> **Exercise objective**: Return nothing but the lines from the line containing "in white shorts" through the last line of the records, reproduced exactly.

> **Annotated coordinate records**:
------------

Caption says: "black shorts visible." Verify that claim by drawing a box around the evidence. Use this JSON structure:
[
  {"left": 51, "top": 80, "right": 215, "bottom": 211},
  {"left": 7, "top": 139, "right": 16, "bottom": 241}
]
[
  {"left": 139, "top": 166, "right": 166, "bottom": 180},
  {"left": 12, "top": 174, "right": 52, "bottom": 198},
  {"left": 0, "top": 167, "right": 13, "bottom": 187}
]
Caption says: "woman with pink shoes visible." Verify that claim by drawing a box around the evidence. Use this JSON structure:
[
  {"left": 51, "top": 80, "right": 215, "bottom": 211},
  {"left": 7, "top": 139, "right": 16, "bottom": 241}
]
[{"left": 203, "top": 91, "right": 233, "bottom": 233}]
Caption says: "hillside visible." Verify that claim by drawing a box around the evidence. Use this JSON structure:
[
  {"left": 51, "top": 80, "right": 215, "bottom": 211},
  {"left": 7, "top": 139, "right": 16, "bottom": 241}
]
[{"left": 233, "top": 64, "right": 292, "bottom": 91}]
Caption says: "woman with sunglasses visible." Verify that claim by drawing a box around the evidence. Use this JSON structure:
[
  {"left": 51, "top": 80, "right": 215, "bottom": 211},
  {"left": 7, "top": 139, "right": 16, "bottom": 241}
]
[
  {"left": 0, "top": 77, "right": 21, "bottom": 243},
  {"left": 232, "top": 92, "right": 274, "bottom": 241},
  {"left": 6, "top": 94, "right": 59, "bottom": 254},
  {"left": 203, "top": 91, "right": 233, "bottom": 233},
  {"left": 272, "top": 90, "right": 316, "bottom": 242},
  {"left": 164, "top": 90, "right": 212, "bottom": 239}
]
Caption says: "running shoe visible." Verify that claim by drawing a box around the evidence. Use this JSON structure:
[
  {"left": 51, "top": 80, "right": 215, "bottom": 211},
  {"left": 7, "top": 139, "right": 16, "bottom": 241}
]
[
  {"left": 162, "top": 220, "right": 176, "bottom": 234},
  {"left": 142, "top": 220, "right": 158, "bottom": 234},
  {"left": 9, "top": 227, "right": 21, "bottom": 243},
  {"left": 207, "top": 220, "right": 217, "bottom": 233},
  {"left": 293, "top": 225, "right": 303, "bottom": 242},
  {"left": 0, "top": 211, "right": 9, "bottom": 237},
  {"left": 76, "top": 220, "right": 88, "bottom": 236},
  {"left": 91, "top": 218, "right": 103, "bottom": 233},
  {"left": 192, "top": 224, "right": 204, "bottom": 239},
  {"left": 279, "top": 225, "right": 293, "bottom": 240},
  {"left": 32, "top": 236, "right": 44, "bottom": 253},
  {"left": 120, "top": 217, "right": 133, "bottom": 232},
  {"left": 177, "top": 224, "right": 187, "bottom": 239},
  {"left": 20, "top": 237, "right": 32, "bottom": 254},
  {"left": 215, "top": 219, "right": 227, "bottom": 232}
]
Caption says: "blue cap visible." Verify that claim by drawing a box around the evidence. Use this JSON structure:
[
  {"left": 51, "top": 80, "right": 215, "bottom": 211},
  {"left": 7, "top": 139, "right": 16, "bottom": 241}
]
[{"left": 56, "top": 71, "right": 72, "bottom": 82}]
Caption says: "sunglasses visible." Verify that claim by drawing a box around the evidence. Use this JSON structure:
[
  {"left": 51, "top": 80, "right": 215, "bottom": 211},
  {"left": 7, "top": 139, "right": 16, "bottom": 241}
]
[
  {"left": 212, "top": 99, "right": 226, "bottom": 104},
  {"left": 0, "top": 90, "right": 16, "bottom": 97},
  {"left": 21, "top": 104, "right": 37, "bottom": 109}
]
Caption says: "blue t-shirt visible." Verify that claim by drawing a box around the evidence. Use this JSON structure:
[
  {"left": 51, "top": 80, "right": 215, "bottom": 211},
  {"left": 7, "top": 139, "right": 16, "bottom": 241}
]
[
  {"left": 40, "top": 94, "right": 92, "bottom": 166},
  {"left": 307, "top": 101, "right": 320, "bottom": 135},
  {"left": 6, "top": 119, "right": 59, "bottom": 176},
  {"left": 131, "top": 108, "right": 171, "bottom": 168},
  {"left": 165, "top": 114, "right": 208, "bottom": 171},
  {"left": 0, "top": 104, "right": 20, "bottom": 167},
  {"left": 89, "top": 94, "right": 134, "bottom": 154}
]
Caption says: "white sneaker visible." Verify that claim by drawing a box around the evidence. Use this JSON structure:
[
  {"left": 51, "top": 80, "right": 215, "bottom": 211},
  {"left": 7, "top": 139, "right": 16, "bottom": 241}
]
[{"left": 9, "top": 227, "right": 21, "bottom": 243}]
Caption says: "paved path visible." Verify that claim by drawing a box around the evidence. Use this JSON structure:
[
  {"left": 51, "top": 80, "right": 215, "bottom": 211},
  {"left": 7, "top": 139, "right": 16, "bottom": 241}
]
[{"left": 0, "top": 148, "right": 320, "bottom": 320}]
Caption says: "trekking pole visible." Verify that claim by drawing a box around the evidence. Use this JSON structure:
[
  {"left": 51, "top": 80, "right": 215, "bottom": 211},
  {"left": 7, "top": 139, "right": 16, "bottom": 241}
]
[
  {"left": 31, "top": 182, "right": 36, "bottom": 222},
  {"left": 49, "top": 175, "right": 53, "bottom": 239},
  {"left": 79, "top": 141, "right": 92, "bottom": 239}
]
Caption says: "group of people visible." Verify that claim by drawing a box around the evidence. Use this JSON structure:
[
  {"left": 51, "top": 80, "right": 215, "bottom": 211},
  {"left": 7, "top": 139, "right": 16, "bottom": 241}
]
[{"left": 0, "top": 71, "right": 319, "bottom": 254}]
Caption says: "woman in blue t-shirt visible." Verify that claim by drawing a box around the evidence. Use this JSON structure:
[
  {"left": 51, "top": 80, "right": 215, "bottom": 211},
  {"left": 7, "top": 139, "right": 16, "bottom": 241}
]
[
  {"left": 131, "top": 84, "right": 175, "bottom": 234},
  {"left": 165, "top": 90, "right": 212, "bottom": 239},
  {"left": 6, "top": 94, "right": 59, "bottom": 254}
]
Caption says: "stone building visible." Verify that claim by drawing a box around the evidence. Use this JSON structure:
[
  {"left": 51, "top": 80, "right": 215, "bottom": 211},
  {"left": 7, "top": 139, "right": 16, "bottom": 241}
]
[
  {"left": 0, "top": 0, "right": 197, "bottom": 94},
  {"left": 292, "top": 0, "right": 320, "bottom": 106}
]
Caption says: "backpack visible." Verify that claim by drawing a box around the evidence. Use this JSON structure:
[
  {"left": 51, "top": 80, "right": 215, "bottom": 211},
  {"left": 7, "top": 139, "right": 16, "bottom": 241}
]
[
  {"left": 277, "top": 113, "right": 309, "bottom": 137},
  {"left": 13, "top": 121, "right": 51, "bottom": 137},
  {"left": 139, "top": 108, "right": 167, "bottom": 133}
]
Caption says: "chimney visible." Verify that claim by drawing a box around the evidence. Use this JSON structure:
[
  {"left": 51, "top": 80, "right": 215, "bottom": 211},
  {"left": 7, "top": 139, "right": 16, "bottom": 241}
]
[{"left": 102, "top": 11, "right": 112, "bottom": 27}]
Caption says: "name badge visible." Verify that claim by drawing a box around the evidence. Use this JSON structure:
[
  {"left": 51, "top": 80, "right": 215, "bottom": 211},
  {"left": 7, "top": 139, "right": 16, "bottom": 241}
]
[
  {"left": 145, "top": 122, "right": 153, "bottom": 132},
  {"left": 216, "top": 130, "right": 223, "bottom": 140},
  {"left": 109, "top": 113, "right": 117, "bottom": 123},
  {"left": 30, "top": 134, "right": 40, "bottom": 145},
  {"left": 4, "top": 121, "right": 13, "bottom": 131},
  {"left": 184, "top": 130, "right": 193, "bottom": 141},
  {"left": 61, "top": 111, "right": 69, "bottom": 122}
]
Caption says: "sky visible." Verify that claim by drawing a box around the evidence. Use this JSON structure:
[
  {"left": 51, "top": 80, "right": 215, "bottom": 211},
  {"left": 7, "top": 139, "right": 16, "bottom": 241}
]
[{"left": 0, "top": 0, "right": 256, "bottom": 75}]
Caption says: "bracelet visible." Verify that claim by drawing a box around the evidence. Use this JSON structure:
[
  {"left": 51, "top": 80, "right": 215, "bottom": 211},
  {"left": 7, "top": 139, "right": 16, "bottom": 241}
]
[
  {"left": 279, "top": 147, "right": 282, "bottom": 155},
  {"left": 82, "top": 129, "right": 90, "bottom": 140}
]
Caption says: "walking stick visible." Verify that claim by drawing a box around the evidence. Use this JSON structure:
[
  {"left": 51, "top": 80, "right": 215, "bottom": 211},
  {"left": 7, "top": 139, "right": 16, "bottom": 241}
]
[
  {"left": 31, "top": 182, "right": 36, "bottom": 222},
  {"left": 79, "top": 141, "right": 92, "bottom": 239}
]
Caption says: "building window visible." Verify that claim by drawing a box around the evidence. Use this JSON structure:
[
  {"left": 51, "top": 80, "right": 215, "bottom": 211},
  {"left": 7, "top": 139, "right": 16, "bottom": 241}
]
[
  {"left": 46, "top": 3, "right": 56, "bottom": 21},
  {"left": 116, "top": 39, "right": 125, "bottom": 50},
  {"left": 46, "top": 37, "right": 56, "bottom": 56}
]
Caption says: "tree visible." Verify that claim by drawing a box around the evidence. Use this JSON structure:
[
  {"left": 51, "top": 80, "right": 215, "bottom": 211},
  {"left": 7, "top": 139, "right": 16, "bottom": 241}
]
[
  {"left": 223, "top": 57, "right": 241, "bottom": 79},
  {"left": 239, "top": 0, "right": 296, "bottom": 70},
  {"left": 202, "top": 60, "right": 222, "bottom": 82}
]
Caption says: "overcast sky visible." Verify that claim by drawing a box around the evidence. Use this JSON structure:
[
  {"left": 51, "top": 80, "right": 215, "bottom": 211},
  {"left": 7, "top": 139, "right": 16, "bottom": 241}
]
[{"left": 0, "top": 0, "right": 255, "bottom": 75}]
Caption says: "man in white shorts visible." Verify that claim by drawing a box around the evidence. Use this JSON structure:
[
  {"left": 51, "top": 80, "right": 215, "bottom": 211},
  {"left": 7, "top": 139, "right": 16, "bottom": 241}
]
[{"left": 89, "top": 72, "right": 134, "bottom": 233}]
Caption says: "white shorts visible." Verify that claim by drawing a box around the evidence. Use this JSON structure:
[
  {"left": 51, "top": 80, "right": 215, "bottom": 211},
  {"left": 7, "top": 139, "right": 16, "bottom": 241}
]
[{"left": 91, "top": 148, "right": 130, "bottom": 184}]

------------

> **Complete answer**:
Caption says: "man in white shorts visible." Verify that claim by drawing a box around the evidence. Use this JSON structure:
[
  {"left": 51, "top": 80, "right": 215, "bottom": 211},
  {"left": 7, "top": 139, "right": 16, "bottom": 241}
]
[{"left": 89, "top": 72, "right": 134, "bottom": 233}]
Caption says: "white shorts visible." Verify that claim by drawing a box around the evidence. Use this JSON structure:
[
  {"left": 51, "top": 80, "right": 215, "bottom": 211},
  {"left": 7, "top": 139, "right": 16, "bottom": 241}
]
[{"left": 91, "top": 148, "right": 130, "bottom": 184}]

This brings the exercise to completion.